[Saved data entries]
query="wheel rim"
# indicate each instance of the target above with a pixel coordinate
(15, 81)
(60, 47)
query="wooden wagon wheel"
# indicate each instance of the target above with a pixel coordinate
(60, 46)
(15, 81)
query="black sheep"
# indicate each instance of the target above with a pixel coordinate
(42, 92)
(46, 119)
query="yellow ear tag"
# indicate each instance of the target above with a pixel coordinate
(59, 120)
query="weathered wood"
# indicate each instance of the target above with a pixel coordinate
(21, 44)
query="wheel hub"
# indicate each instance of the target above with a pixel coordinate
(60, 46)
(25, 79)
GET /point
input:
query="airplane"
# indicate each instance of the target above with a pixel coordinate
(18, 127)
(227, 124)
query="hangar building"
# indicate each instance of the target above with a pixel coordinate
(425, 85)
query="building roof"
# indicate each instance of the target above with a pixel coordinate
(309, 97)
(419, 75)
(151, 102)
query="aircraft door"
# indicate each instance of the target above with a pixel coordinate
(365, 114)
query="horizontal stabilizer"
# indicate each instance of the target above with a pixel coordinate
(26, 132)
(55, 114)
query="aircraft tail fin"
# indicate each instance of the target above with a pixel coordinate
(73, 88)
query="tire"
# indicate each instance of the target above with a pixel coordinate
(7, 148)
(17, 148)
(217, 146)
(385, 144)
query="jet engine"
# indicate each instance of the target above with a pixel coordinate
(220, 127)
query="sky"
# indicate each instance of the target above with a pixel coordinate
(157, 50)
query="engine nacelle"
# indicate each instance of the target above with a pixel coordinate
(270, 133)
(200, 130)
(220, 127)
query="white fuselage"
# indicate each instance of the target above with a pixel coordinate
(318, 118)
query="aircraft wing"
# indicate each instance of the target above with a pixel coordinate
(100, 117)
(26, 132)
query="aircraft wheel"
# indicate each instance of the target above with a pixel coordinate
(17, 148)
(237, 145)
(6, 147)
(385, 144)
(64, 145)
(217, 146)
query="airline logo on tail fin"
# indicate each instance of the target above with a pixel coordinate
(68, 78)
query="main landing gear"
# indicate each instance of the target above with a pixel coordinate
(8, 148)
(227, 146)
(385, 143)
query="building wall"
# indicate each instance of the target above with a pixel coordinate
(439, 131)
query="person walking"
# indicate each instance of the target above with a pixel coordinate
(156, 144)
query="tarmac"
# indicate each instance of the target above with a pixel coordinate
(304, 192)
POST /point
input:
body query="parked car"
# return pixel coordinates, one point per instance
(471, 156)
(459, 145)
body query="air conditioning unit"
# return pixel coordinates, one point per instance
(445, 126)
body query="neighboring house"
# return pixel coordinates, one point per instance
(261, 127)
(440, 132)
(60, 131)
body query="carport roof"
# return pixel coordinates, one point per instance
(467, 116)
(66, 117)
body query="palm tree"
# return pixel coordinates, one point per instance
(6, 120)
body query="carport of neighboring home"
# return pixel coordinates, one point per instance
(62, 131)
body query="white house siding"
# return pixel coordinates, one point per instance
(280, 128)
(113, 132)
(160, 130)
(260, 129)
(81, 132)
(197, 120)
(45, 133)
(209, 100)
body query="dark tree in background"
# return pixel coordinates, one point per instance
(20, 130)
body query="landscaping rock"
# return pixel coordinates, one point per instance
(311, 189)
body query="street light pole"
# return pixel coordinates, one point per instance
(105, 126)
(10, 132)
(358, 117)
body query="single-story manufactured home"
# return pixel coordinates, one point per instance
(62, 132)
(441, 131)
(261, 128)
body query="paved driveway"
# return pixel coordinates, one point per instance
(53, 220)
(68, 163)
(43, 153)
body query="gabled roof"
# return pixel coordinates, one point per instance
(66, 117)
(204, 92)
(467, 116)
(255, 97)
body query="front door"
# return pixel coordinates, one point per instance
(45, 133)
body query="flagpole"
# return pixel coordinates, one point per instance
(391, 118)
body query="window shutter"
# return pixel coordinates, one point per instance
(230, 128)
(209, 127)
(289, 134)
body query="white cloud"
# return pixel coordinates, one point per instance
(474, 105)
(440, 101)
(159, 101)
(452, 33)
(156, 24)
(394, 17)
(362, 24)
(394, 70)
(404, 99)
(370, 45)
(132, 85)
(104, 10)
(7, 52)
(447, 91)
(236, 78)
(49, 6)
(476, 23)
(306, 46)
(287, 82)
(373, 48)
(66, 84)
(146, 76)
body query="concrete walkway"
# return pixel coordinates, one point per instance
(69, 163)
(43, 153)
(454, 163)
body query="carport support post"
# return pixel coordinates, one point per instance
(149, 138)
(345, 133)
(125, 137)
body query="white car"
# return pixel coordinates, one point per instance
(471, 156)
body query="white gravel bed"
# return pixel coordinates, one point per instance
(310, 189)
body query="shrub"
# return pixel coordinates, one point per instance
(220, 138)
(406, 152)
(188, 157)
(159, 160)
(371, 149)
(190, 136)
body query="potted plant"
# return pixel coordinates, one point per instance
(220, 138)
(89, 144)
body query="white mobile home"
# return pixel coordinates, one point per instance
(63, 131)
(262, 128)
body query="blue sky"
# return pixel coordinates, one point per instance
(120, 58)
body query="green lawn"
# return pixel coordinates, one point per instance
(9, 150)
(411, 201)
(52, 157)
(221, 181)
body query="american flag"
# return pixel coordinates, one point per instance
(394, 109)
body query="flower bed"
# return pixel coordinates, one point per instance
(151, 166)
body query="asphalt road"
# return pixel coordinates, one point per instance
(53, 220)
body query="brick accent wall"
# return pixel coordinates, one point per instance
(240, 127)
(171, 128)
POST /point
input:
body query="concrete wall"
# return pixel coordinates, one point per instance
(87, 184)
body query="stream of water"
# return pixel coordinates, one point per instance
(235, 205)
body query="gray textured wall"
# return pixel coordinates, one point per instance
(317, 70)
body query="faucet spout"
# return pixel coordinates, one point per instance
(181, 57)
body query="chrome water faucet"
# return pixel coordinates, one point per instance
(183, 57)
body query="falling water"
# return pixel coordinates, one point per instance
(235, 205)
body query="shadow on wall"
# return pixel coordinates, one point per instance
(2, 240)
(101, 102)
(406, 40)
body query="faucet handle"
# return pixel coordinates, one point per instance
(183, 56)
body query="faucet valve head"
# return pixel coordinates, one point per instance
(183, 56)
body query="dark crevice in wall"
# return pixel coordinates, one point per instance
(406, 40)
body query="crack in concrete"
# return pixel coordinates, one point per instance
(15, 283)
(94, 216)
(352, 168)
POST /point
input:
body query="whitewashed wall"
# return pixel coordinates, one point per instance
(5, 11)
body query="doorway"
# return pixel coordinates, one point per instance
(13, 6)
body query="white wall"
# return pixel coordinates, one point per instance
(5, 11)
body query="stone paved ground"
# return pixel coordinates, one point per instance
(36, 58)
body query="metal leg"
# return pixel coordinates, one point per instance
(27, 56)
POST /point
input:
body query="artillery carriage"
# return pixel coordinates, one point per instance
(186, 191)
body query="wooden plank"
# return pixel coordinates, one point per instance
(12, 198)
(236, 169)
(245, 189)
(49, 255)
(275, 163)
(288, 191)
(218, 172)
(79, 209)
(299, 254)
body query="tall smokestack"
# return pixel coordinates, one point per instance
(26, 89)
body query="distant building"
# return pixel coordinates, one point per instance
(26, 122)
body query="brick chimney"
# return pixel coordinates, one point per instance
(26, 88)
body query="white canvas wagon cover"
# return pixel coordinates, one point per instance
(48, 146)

Required action: Give the number of lines in the entries that include the string "home", and nothing more.

Task solution: 3